Nothing but the lines from the one with "sky in the photo above." to the final line should be returned, each exactly as it appears.

(Items from a dataset)
"""

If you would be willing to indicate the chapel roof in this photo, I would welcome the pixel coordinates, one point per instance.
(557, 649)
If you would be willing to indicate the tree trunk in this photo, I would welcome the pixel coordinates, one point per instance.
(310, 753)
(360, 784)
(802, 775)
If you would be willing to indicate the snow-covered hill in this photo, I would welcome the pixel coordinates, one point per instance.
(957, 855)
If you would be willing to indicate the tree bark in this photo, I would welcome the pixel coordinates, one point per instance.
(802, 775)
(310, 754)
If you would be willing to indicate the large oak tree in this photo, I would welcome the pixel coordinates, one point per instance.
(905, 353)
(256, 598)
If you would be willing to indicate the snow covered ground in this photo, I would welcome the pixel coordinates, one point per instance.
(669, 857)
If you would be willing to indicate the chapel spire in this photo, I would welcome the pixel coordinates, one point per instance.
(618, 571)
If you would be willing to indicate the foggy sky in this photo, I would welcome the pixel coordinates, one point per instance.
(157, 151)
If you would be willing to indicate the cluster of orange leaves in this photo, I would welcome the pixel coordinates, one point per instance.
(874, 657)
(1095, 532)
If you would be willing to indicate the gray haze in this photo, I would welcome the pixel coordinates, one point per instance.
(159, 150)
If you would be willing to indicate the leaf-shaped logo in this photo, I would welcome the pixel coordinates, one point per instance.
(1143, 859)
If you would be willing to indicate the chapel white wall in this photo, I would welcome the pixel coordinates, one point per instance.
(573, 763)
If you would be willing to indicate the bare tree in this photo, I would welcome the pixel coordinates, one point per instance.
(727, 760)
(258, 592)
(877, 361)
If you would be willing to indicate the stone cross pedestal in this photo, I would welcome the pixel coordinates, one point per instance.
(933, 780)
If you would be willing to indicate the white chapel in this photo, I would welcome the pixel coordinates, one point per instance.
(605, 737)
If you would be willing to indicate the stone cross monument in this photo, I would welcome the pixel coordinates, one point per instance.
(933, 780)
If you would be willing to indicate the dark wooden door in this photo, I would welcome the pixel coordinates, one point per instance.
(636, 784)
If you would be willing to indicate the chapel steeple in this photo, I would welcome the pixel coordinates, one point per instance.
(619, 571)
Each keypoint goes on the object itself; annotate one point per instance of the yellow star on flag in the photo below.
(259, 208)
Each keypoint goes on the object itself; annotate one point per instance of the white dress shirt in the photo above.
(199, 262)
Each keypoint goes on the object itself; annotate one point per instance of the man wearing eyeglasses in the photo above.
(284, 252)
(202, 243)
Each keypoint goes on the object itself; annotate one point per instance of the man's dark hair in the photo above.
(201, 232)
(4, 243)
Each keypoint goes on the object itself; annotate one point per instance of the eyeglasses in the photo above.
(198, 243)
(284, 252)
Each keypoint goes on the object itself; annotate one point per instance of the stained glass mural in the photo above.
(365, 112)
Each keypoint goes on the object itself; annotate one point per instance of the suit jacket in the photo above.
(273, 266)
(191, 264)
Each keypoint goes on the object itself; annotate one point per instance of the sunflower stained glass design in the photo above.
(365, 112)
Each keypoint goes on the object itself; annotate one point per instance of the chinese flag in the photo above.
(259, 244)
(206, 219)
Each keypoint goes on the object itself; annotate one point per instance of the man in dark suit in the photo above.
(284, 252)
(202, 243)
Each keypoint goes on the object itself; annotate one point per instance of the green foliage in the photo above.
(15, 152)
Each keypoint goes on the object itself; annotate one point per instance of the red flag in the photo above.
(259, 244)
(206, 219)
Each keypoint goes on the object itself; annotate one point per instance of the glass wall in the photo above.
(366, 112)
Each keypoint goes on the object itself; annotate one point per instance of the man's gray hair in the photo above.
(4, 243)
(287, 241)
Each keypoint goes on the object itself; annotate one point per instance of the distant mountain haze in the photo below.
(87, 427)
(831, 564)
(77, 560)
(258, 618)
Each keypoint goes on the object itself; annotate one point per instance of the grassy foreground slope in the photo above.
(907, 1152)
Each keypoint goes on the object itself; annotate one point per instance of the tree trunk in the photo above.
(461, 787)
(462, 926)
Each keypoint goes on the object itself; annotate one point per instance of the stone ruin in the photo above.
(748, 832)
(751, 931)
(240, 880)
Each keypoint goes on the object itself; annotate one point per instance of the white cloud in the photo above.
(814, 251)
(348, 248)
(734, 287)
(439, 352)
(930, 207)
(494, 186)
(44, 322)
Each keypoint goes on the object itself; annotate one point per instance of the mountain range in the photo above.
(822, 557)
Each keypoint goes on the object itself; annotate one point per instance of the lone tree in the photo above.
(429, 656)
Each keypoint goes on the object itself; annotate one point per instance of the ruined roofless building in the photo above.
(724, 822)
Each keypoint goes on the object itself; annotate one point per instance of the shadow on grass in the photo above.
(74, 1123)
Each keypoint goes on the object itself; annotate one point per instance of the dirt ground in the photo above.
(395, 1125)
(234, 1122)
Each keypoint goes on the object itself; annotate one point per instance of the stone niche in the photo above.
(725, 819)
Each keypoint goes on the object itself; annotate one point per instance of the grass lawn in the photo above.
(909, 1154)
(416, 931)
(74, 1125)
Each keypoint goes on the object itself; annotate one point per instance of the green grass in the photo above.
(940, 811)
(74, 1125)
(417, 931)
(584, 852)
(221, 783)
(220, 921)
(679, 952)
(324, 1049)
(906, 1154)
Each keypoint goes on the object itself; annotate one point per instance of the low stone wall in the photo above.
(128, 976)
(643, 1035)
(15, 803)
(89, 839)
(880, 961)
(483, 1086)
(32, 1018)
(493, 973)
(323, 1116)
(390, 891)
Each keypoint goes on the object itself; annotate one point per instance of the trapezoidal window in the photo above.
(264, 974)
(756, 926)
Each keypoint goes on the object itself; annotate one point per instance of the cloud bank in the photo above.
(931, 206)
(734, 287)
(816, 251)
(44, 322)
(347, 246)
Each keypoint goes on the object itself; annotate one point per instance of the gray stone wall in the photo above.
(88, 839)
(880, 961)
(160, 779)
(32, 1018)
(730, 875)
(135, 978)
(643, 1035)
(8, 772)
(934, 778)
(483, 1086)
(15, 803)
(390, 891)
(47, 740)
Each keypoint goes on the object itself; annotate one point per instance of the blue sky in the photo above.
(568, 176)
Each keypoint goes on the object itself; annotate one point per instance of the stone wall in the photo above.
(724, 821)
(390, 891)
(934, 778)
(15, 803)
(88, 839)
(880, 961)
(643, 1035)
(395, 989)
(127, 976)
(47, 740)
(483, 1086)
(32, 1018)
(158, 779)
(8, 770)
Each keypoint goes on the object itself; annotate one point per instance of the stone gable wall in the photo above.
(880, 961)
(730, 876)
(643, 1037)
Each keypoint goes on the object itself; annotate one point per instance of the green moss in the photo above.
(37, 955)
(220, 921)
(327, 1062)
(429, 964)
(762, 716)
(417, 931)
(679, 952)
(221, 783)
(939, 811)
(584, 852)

"""

**Response to the exercise**:
Each keypoint goes on the object itself; annotate one point per instance of the blue sky in the photo above.
(568, 176)
Each keypoint goes on the object itself; annotate one point per instance of the stone wall in the photo above.
(724, 821)
(390, 891)
(934, 778)
(15, 803)
(88, 839)
(880, 961)
(643, 1035)
(395, 989)
(127, 976)
(47, 740)
(483, 1086)
(32, 1018)
(158, 779)
(8, 770)
Each keypoint goes on the object itself; annotate one point per instance of the stone gable wall in the photo above.
(880, 961)
(730, 876)
(643, 1037)
Each keypoint goes on the object itself; annotate one point per instance of the green moss in the photo above.
(37, 955)
(220, 921)
(327, 1062)
(429, 964)
(762, 716)
(417, 931)
(679, 952)
(221, 783)
(939, 811)
(584, 852)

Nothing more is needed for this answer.